- **Source data**:
*** Begin section ***

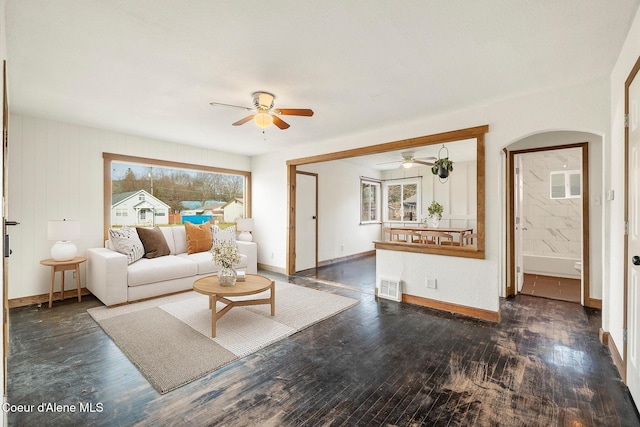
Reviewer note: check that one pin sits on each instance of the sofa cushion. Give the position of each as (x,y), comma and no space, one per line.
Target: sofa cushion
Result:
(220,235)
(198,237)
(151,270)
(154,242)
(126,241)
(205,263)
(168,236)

*** End section ***
*** Begin section ***

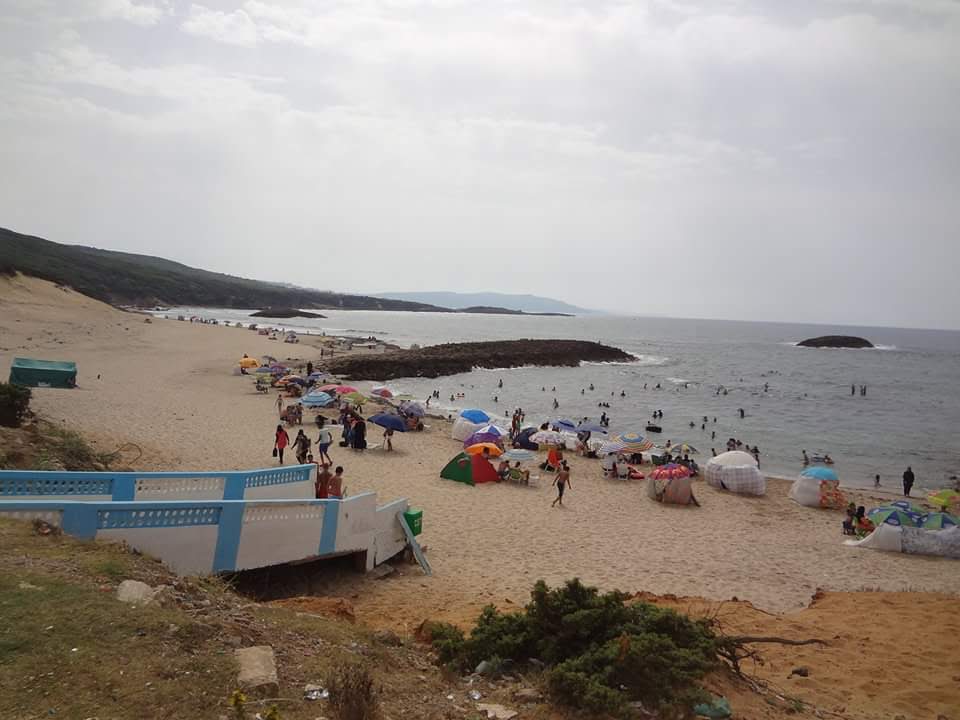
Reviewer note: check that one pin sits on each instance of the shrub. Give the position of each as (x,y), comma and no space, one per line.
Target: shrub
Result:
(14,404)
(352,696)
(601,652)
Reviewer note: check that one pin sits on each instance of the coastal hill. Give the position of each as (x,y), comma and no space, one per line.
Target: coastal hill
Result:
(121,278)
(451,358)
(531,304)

*** End section ***
*** Begin section ***

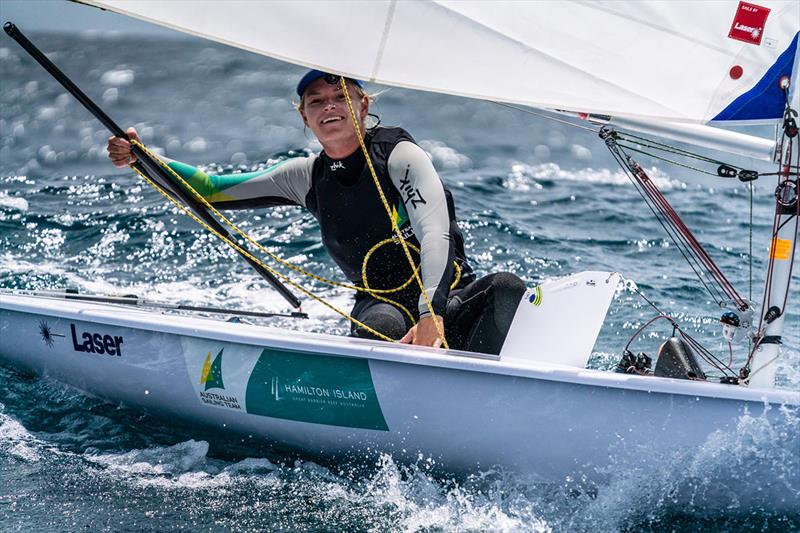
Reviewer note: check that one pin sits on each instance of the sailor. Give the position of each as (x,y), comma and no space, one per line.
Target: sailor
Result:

*** End section ***

- **Problem to work on**:
Go through the records above and count the lines with the word "check" in them. Answer with the number only.

- **Solution**:
4